- **Given exercise**
Return every one of the following items word for word, with nothing changed.

- **Supplied material**
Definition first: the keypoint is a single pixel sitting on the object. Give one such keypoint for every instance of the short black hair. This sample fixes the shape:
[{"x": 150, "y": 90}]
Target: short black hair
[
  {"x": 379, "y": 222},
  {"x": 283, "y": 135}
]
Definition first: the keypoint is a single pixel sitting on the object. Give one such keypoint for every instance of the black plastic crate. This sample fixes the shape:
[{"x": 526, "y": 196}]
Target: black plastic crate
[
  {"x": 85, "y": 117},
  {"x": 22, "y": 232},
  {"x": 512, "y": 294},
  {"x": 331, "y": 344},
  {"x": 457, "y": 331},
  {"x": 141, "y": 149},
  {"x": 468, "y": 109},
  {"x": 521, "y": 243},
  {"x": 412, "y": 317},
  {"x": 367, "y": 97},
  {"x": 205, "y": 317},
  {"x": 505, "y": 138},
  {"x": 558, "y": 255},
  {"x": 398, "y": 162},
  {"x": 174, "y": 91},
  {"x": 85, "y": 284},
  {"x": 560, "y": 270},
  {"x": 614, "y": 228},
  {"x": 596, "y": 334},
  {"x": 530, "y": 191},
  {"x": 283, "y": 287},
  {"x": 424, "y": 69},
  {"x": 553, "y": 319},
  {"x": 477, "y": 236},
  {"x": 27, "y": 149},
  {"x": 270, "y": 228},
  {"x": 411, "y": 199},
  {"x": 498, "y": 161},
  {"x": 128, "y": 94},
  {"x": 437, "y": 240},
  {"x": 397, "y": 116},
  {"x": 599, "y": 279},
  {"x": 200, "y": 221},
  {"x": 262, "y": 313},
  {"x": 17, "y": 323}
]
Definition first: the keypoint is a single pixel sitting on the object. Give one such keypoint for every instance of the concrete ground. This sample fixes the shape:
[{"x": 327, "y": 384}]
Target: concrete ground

- **Written response**
Definition first: the keypoint is a single pixel sitting on the object. Give one such keypoint for every instance of the short black hair. This sample fixes the shape:
[{"x": 150, "y": 90}]
Target: short black hair
[
  {"x": 379, "y": 222},
  {"x": 283, "y": 135}
]
Definition first: the keypoint is a single pixel sitting on the object. Give one such keypoint for every instance of the black plastic crate. This sample fixes the shape:
[{"x": 526, "y": 196}]
Target: black plastic crate
[
  {"x": 85, "y": 117},
  {"x": 22, "y": 232},
  {"x": 512, "y": 294},
  {"x": 331, "y": 344},
  {"x": 457, "y": 331},
  {"x": 141, "y": 149},
  {"x": 468, "y": 109},
  {"x": 521, "y": 243},
  {"x": 412, "y": 317},
  {"x": 367, "y": 97},
  {"x": 205, "y": 317},
  {"x": 505, "y": 138},
  {"x": 558, "y": 255},
  {"x": 398, "y": 162},
  {"x": 174, "y": 91},
  {"x": 85, "y": 284},
  {"x": 560, "y": 270},
  {"x": 614, "y": 228},
  {"x": 596, "y": 334},
  {"x": 530, "y": 191},
  {"x": 283, "y": 287},
  {"x": 424, "y": 69},
  {"x": 553, "y": 319},
  {"x": 477, "y": 236},
  {"x": 27, "y": 149},
  {"x": 270, "y": 228},
  {"x": 411, "y": 199},
  {"x": 498, "y": 161},
  {"x": 128, "y": 94},
  {"x": 437, "y": 240},
  {"x": 397, "y": 116},
  {"x": 599, "y": 279},
  {"x": 200, "y": 221},
  {"x": 262, "y": 313},
  {"x": 17, "y": 323}
]
Definition first: the keypoint is a single pixel sitting on the object. Give one such keypoint for every instance of the concrete ground. This sample fixes the shape:
[{"x": 327, "y": 384}]
Target: concrete ground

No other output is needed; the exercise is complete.